## Problem details:
Rescale the lines that begin at the line containing "of the luggage." and stop after the line containing "x=142 y=139", repeating every one of them, requests included, and giving only these. Multiply each answer coordinate by 0.6 and round it to a whole number with halves rounding up, leaving the requests and their sample points unchanged.

(Records from a data collection)
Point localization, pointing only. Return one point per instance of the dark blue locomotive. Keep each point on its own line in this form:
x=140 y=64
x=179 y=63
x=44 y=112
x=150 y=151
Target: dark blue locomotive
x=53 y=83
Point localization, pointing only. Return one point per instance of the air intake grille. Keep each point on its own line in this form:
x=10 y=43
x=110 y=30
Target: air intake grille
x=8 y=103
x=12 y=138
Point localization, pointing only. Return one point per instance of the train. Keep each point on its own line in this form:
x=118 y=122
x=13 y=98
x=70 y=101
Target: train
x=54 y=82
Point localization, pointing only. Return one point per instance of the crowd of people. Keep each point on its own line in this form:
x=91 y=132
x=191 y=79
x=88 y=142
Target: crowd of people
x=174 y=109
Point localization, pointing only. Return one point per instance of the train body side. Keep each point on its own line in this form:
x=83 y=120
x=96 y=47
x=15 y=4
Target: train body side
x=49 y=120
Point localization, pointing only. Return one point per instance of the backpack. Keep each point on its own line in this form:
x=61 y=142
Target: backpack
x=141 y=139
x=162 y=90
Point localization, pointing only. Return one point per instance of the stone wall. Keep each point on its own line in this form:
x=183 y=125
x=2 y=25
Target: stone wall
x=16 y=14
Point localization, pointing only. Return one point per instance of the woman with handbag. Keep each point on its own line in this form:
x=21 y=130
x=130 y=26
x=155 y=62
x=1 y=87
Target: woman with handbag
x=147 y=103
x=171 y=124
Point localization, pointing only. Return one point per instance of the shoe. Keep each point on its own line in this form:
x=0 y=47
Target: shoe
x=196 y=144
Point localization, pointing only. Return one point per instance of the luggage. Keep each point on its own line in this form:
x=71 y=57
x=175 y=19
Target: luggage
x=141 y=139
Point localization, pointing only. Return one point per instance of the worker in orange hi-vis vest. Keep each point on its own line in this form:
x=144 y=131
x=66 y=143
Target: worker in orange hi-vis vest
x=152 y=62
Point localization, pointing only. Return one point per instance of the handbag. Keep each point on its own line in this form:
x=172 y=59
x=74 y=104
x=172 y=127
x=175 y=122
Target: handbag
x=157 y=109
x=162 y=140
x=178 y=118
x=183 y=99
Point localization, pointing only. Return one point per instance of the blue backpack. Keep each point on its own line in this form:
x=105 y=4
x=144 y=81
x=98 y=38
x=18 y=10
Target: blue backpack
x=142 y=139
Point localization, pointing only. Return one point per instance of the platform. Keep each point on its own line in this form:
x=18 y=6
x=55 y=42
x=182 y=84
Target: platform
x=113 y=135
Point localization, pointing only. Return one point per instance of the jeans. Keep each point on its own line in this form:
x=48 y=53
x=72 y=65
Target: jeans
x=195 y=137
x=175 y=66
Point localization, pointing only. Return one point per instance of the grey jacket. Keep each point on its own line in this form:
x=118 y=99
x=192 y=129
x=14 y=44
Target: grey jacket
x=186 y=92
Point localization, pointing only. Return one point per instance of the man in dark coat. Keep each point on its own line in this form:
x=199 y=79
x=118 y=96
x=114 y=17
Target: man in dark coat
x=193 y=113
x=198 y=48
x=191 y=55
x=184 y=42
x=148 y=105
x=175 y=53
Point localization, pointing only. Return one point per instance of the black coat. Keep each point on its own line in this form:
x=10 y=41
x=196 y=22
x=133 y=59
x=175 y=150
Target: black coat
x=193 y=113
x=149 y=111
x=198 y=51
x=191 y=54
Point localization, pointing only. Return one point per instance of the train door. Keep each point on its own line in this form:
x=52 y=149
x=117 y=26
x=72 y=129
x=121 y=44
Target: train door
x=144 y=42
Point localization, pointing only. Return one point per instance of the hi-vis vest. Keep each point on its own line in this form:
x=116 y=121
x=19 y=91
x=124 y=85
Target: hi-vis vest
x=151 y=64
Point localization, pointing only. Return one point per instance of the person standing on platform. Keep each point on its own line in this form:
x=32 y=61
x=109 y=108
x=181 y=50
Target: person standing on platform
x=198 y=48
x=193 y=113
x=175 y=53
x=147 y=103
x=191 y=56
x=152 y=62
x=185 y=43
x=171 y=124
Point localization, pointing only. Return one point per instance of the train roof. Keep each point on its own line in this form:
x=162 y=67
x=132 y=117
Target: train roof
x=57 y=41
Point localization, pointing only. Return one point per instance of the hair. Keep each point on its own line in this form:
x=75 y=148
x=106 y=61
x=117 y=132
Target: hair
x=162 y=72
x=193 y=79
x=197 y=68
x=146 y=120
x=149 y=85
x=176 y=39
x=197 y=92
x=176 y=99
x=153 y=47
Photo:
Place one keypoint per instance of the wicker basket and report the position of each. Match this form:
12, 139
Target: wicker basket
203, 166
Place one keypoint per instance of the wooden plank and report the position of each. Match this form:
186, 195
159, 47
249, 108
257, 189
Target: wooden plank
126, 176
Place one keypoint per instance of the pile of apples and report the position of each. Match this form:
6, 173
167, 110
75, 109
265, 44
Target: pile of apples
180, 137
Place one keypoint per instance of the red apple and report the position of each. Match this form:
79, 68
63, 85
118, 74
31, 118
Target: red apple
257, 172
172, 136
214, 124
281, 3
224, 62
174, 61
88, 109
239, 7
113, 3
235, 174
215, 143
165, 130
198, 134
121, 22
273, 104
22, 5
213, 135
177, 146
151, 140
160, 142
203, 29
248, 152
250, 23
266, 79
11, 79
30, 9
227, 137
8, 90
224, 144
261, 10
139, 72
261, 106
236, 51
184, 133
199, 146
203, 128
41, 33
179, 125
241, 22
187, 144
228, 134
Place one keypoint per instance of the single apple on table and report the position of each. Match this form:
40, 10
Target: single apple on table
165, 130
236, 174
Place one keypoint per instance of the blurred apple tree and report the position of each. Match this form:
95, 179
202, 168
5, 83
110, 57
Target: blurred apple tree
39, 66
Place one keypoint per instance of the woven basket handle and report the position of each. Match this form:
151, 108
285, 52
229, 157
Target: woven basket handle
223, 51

## Exercise result:
Point localization, pointing only. Return one point per instance of the luggage. Keep each point on its own line in this form:
x=71 y=57
x=175 y=19
Target: luggage
x=85 y=83
Point localization, pointing only. Return one point per instance of the worker in orange hi-vis vest. Keep each point on its own line in this form:
x=144 y=131
x=66 y=143
Target: worker in orange hi-vis vest
x=91 y=37
Point localization, pointing only. Return one point per instance of the handbag. Keep each point on its own line in this form:
x=172 y=59
x=74 y=104
x=172 y=127
x=175 y=122
Target: handbag
x=94 y=65
x=97 y=84
x=107 y=71
x=110 y=59
Point localization, pointing only. Return one point per instance of the blue backpack. Keep each point on its own line in this form:
x=105 y=4
x=144 y=81
x=98 y=38
x=18 y=10
Target: blue backpack
x=85 y=83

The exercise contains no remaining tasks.